** BEGIN DATA LISTING **

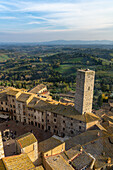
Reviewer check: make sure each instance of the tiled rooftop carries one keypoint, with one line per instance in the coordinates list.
(24, 97)
(84, 138)
(49, 144)
(58, 163)
(68, 111)
(18, 162)
(37, 88)
(26, 139)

** END DATA LISTING **

**GIVEN REQUEST**
Rewrite the listing with "tiled rooftop" changed to "solar panel" and everything else kept the same. Leave the pictures out of your version.

**COMPLETE OUTPUT**
Reviewer check: make sure each instance of the solar panel carries one keypoint, with one line per instance in the coordinates list.
(24, 97)
(84, 138)
(49, 144)
(58, 163)
(68, 111)
(18, 162)
(37, 88)
(26, 139)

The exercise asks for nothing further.